-- Document section follows --

Oceanographer David Siegel, director of the Earth Research Institute at UC Santa Barbara, along with his colleagues carried a study to understand the role of ocean in the global carbon cycle.
Siegel used remaining wastes in the oceans for the study. They incorporated the lifecycle of phytoplankton and zooplankton — small, often microscopic animals at the bottom of the food chain —into a novel mechanistic model for understanding the global ocean carbon export.
For the study, the researchers used satellite observations including determinations of net primary production (NPP) — the net production of organic matter from aqueous carbon dioxide (CO2) by phytoplankton — to drive their food-web-based model.
The researchers focused on the ocean’s biological pump, which exports organic carbon from the euphotic zone, i.e. the upper ocean, through sinking particulate matter, largely from zooplankton feces and aggregates of algae. Once these leave the euphotic zone, sinking into the ocean depths, the carbon can be sequestered for a season or for centuries.

-- Document section concluded --
-- Recorded information follows --

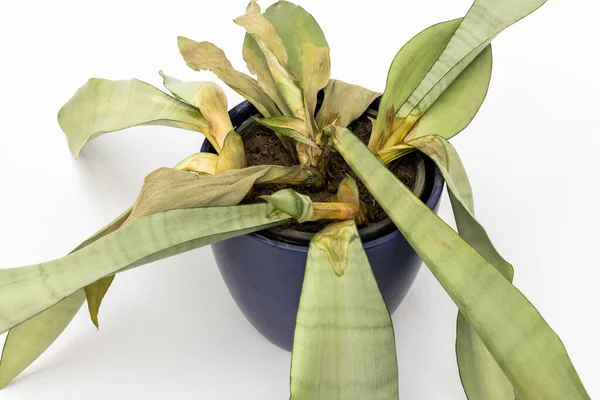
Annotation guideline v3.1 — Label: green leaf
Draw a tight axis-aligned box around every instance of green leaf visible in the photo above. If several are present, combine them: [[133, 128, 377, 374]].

-- Recorded information concluded --

(Questions):
[1] Answer these from the text on the ocean carbon study:
(a) Which institute does David Siegel direct?
(b) What satellite-based measure did the researchers use to drive their food-web-based model?
(c) The sinking particulate matter comes largely from what?
[2] Resume the text on the ocean carbon study from where it stops.
The data after this piece come from a separate source.

(Responses):
[1]
(a) The Earth Research Institute at UC Santa Barbara.
(b) Net primary production (NPP).
(c) Zooplankton feces and aggregates of algae.

[2]
Siegel explains, “What we’ve done here is create the first step toward monitoring the strength and efficiency of the biological pump using satellite observations. The approach is unique in that previous ways have been empirical without considering the dynamics of the ocean food web. The space/time patterns created by those empirical approaches are inconsistent with how oceanographers think the oceans should work.”
Researchers say, oceans are a central component in the global carbon cycle as they play key role in their storage, transport and transformations of carbon constituents.
The findings of the study are published online in the journal Global Biogeochemical Cycles.